What the task asks: Every entry below should be transcribed exactly; pictures stay out of the copy.

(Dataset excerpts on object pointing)
==*==

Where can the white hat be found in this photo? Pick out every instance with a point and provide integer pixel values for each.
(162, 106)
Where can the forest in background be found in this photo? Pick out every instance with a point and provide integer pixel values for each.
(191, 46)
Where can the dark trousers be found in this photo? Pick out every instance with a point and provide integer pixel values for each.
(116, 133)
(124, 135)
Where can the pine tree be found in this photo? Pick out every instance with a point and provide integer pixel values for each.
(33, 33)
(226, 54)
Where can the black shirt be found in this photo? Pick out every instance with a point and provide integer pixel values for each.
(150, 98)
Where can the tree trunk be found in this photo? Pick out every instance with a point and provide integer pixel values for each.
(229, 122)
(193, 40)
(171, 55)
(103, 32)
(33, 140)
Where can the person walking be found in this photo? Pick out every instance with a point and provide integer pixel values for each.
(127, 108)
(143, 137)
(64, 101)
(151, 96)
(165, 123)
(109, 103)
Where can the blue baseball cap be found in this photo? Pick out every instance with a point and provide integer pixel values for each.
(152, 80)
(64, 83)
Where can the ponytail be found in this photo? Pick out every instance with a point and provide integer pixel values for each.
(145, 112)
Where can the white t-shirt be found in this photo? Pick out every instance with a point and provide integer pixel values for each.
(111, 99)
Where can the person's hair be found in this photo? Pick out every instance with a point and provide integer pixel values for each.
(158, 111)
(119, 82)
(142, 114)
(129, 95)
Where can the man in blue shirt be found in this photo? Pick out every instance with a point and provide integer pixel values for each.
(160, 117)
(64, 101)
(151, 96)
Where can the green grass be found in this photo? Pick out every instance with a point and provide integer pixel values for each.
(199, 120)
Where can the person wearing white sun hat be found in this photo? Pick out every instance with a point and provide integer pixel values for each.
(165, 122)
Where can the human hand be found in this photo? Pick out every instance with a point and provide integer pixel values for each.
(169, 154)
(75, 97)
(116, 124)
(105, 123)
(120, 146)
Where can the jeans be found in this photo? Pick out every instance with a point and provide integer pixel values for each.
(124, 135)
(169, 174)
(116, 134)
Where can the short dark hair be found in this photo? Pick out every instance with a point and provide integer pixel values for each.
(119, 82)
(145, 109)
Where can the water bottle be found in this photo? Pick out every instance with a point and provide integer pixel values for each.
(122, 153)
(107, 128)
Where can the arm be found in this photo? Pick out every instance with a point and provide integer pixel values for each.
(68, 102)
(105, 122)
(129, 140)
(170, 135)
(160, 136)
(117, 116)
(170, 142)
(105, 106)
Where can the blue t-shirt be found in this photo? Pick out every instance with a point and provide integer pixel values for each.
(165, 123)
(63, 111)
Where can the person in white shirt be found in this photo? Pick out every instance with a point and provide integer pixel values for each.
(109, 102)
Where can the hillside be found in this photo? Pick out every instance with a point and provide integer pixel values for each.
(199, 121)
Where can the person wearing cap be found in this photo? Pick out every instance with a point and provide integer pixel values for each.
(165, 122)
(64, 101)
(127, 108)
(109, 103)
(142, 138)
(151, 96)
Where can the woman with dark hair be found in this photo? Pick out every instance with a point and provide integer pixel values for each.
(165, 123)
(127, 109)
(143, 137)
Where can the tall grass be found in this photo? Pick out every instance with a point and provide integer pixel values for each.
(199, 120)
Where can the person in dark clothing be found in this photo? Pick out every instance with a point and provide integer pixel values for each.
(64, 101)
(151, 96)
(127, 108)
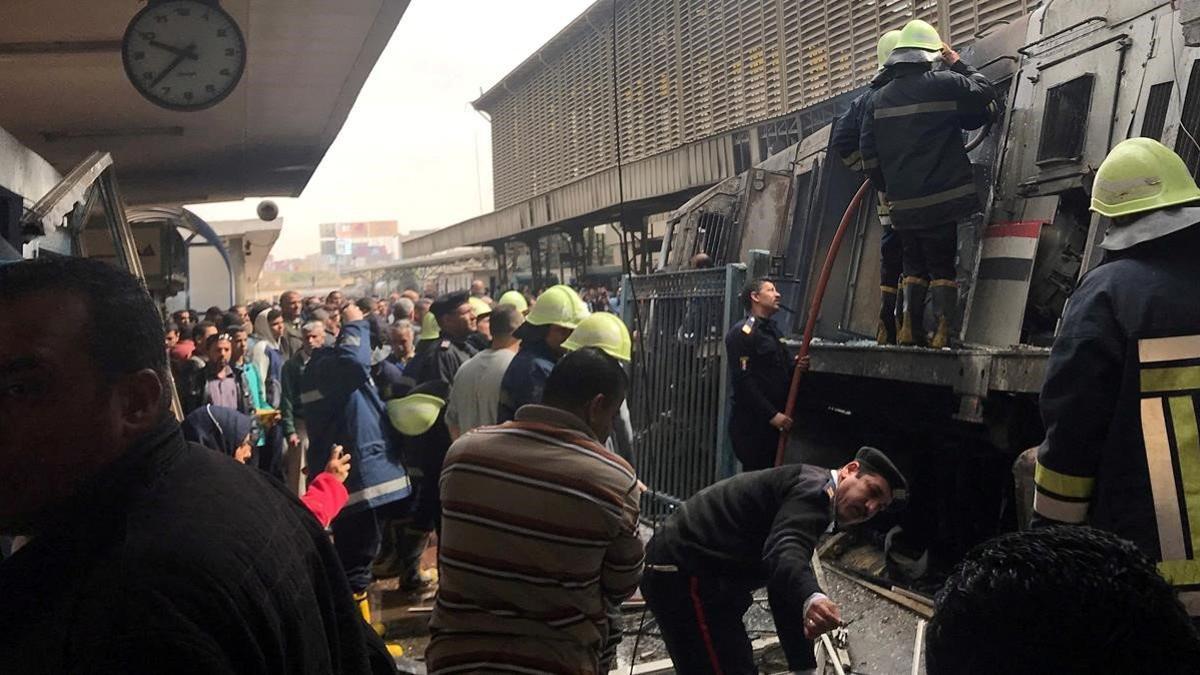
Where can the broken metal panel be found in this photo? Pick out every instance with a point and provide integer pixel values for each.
(765, 202)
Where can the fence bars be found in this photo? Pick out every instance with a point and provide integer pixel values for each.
(679, 394)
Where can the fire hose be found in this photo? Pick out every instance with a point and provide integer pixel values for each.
(815, 310)
(819, 296)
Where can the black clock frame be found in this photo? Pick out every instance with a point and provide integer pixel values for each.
(183, 108)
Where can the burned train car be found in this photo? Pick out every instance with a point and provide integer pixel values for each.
(1075, 78)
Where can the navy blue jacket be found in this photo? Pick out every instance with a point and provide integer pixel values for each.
(1120, 405)
(526, 377)
(342, 406)
(912, 142)
(757, 529)
(760, 369)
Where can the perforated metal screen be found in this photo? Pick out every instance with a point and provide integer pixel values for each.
(690, 70)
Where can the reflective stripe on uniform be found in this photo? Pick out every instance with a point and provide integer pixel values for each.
(1062, 484)
(1191, 601)
(1062, 511)
(1170, 378)
(1162, 479)
(379, 490)
(917, 108)
(1181, 572)
(1169, 348)
(935, 198)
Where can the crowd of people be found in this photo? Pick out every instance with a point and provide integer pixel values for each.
(325, 442)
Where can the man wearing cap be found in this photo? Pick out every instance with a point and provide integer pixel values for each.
(761, 375)
(455, 321)
(1122, 383)
(551, 321)
(480, 338)
(516, 299)
(755, 530)
(912, 150)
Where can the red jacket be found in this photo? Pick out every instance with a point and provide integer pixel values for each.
(325, 497)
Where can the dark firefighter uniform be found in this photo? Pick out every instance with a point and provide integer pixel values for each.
(761, 375)
(526, 377)
(426, 452)
(751, 531)
(1120, 400)
(844, 139)
(912, 150)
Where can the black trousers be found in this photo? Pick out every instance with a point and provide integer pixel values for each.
(930, 252)
(357, 538)
(700, 620)
(891, 258)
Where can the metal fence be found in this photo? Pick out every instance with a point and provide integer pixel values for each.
(678, 399)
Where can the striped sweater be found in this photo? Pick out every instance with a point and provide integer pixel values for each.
(538, 548)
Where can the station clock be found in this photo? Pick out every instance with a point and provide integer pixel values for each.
(184, 54)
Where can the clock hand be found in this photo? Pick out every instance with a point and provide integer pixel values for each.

==*==

Answer to the problem:
Where can the white hat be found in this photo? Pick out every instance with a point and provide integer pixel values for each.
(162, 106)
Where can the forest in background be found in this photo? Pick out every instance with a point and provide integer pixel values for each.
(191, 46)
Where can the dark trousers be found in this photo? Pick out every instance with a point and provide integer pixel values for each.
(116, 133)
(124, 135)
Where can the pine tree be found in this photo? Pick out every instance with a point and provide integer pixel values for each.
(33, 33)
(226, 54)
Where can the black shirt be found in this photo? Pick out every instance with a point and provide integer pixel values for each.
(150, 98)
Where can the tree trunk be found in this photo? Pick out every instance with a point and provide integer pixel values for each.
(229, 122)
(193, 40)
(171, 55)
(103, 32)
(33, 140)
Where can the person walking be found in this photo? Pick out every instance with a point and provide integer pixel values for each.
(127, 108)
(143, 137)
(64, 101)
(151, 96)
(165, 123)
(109, 103)
Where can the blue baseball cap be found in this photo? Pick out every instance with a point and provide integer pixel values for each.
(152, 80)
(64, 83)
Where can the ponytail be found in this photo? Pick out every instance with a point and provide integer pixel values for each.
(145, 112)
Where can the white t-shirt be found in this photo? Pick out every instance with a point and provide integer pixel values for each.
(111, 99)
Where can the person's hair be found in this photo? Pick out every instance with a point and provide integer pixel values for each.
(158, 111)
(119, 82)
(142, 114)
(129, 95)
Where can the man in blue shirt be found in this photo? Pick out every instance with a point and provide integer pixel values for each.
(160, 117)
(64, 101)
(151, 96)
Where can the green grass be found in this photo? Pick out every instance with a point and provide integer pixel values for each.
(199, 120)
Where can the person wearing white sun hat be found in this photo? Pick out every instance with a point and provide integer pixel values for each.
(165, 122)
Where can the human hand be found in this photo? Pick out every instance with a point and provide integer pixel values for each.
(169, 154)
(75, 97)
(116, 124)
(105, 123)
(120, 146)
Where can the jeans be found in this photo? Pick out every instance with a point and provide integer pixel values for each.
(124, 135)
(169, 174)
(116, 134)
Where can the short dark hair be found in this photo? Pick out every instance with a point and provide integer pixel values for each.
(119, 82)
(145, 109)
Where can the water bottle be found in this photo? Pick out every instance with a point and provide integer pixel values for each.
(122, 153)
(107, 128)
Where can the arm be found in this photo? Pick out every instance with a point and provide integer pixel values for each.
(68, 102)
(105, 122)
(129, 140)
(170, 135)
(160, 136)
(117, 116)
(170, 142)
(105, 106)
Where can the blue t-shirt be found in this photo? Pick out every instance with a point and provide integer pixel values for each.
(165, 123)
(63, 111)
Where can the person in white shirt be found in this photo? Pick out every instance with a point and provide integer pixel values for each.
(109, 102)
Where can the hillside be found in this photo? Pick out every instance with a point and provide integer pixel values for each.
(199, 121)
Where can the person wearing cap be found in this photo? Pick out every instance with a point and provide integer pixel values for each.
(165, 122)
(64, 101)
(127, 108)
(109, 103)
(142, 138)
(151, 96)
Where can the woman with dark hair be found in this photo? Pick out every instance with a point and provide integer pixel values for each.
(165, 123)
(127, 109)
(143, 137)
Where can the tall grass be found in this photo? Pick out every instance with a point and provide integer pixel values for each.
(199, 120)
Where can the person in dark clothing be found in this photo? Pick out every instance with a point and provide integer pixel values for each.
(64, 101)
(151, 96)
(127, 108)
Where can the broken metal panel be found in this photo? Pick out every instance with a point and provide integer pixel values for each.
(765, 202)
Where can the fence bars be found in this photo? Pick out every instance with a point and provide integer pixel values for each.
(679, 394)
Where can the fire hose be found in this photo? Pick out every instance with a point and provide integer pixel values for each.
(815, 310)
(819, 296)
Where can the black clock frame be found in this photo? Pick out every instance with a point and provide integer pixel values for each.
(183, 108)
Where can the burned train car be found in this photo? Pick out every instance with a point and provide integer pixel values for each.
(1075, 78)
Where can the navy blue jacket be found in this photo? Pick out every instance with a point and provide integer pixel values for each.
(1120, 405)
(526, 377)
(342, 406)
(912, 142)
(757, 529)
(760, 369)
Where can the perforated metal screen be found in this photo? Pick out every instance with a point and provide integer pixel values for each.
(690, 70)
Where can the reflective stripe on uniform be found in this photo? Pick out every instance with a point and provide integer pixel values for each.
(1062, 484)
(1191, 601)
(1062, 511)
(1170, 378)
(1162, 479)
(379, 490)
(917, 108)
(1181, 572)
(1169, 348)
(935, 198)
Where can the crowd of people be found in this photo? Pick out every instance with a point and provide integer pixel values for each.
(325, 442)
Where can the man wearing cap be found in this photo? Pick out every instance with a point and provide integer pixel values for each.
(761, 375)
(455, 321)
(1122, 383)
(551, 321)
(480, 338)
(516, 299)
(755, 530)
(912, 150)
Where can the red jacket be found in this photo? Pick out every instance with a point and provide integer pixel values for each.
(325, 497)
Where can the dark firefighter uniform be found in this photo? Pick out every instance with a point and provide integer pixel values for each.
(761, 375)
(526, 377)
(426, 452)
(751, 531)
(1120, 400)
(844, 139)
(912, 150)
Where can the black trousers be found in this photo? Pick out every instance with a point and provide integer pixel values for each.
(930, 252)
(357, 538)
(700, 620)
(891, 258)
Where can the metal fence be found in this photo? Pick out every instance with a point and provide integer pixel values for each.
(678, 399)
Where can the striped sweater be found in this photo? Pick out every instance with a point and provide integer pixel values for each.
(538, 548)
Where can the station clock be found in this photo? Pick out every instance with a point and provide integer pixel values for each.
(184, 54)
Where can the clock hand be found in this photo? Pick out every instance with a point and provide integer pixel values for each.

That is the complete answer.